- [AIM]:
Please extract every line in the listing below that contains the word "tree", and copy each one unchanged.

▬▬▬▬▬▬▬▬▬▬

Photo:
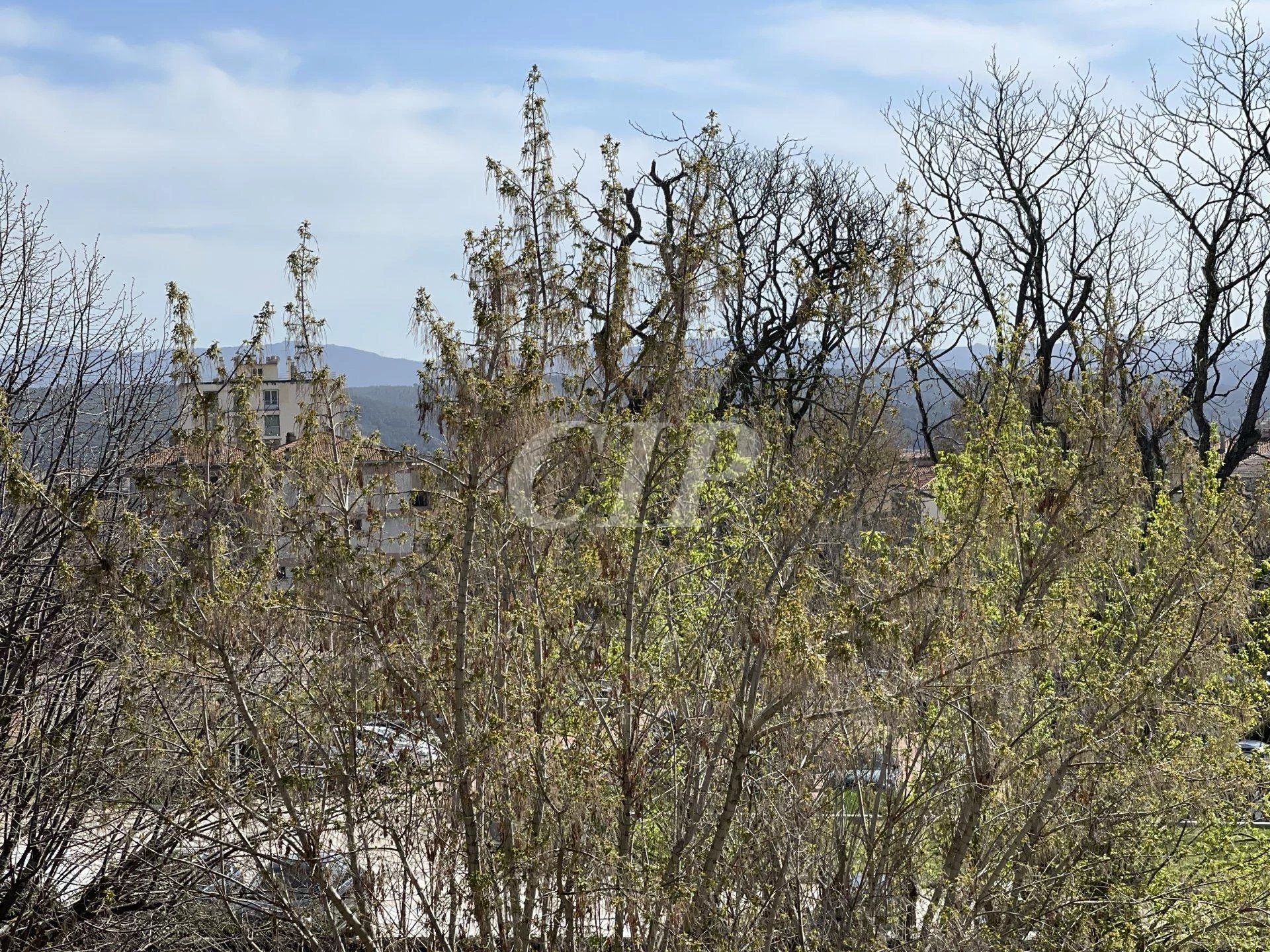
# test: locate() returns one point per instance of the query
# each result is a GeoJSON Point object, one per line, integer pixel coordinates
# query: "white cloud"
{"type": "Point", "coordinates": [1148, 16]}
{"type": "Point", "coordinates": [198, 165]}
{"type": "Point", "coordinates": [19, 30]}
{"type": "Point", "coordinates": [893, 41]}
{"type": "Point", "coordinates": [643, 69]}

▬▬▬▬▬▬▬▬▬▬

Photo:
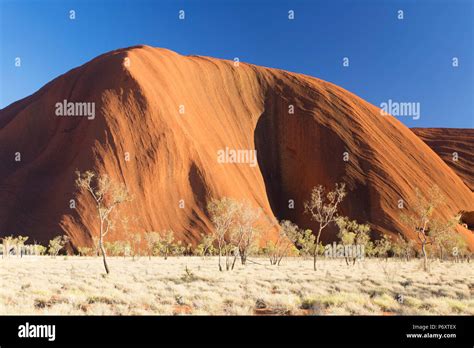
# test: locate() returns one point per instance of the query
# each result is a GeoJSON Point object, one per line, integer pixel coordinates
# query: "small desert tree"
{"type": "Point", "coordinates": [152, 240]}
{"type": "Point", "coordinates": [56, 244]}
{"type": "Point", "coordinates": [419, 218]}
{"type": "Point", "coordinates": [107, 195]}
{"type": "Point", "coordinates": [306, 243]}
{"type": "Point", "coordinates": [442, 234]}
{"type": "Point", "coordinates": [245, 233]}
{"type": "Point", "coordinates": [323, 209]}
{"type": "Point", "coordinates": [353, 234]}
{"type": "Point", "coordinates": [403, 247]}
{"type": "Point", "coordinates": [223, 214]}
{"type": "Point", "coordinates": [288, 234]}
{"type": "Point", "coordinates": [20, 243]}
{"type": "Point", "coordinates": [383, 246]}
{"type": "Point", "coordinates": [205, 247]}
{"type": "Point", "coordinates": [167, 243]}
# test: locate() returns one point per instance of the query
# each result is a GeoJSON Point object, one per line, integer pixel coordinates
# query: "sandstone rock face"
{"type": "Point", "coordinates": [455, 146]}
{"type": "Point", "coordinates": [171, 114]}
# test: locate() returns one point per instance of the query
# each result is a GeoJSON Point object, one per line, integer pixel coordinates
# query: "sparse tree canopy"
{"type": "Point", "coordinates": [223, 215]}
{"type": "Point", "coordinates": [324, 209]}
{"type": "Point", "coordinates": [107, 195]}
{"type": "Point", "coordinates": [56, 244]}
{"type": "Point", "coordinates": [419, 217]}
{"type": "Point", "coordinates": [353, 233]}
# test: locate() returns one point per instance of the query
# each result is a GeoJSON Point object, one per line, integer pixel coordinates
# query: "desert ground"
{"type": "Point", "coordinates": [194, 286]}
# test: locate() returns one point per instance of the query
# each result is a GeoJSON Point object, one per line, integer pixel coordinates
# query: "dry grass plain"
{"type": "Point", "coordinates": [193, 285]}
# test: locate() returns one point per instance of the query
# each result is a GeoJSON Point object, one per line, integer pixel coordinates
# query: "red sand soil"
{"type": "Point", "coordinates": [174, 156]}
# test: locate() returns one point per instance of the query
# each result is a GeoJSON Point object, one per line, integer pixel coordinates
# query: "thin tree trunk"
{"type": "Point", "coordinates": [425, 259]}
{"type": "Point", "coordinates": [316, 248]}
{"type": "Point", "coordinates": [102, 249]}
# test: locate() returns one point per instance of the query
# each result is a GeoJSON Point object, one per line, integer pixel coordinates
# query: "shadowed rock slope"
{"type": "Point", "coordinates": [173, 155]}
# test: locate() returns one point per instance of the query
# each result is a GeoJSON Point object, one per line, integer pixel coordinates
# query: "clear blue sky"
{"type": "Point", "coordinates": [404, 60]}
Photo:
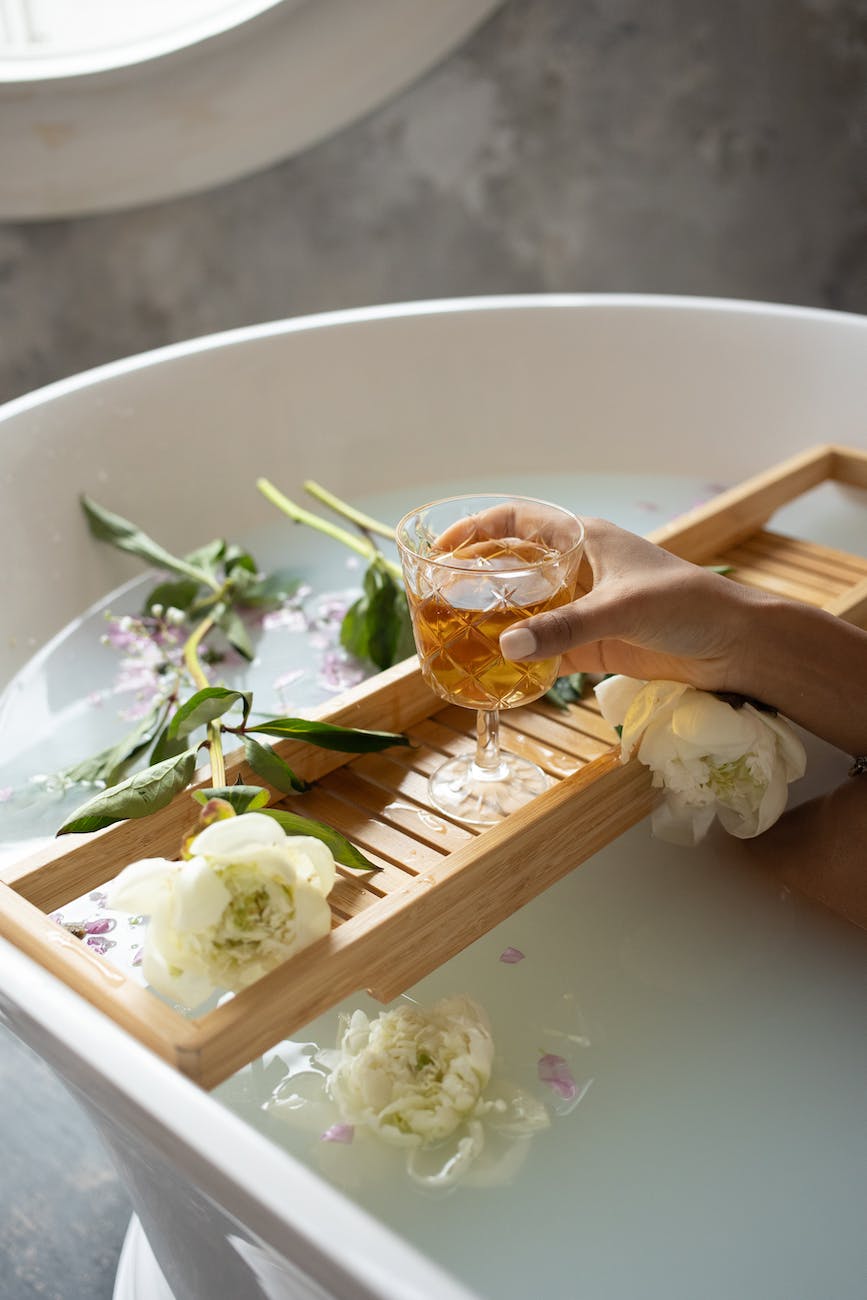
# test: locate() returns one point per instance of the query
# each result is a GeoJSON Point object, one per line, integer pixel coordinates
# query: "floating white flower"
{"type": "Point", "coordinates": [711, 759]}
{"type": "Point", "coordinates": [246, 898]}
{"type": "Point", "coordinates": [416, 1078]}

▬▬▬▬▬▬▬▬▬▬

- [ANSWER TO THIS PROBLEM]:
# query: "small desert tree"
# query: "sparse tree canopy"
# query: "thin tree trunk"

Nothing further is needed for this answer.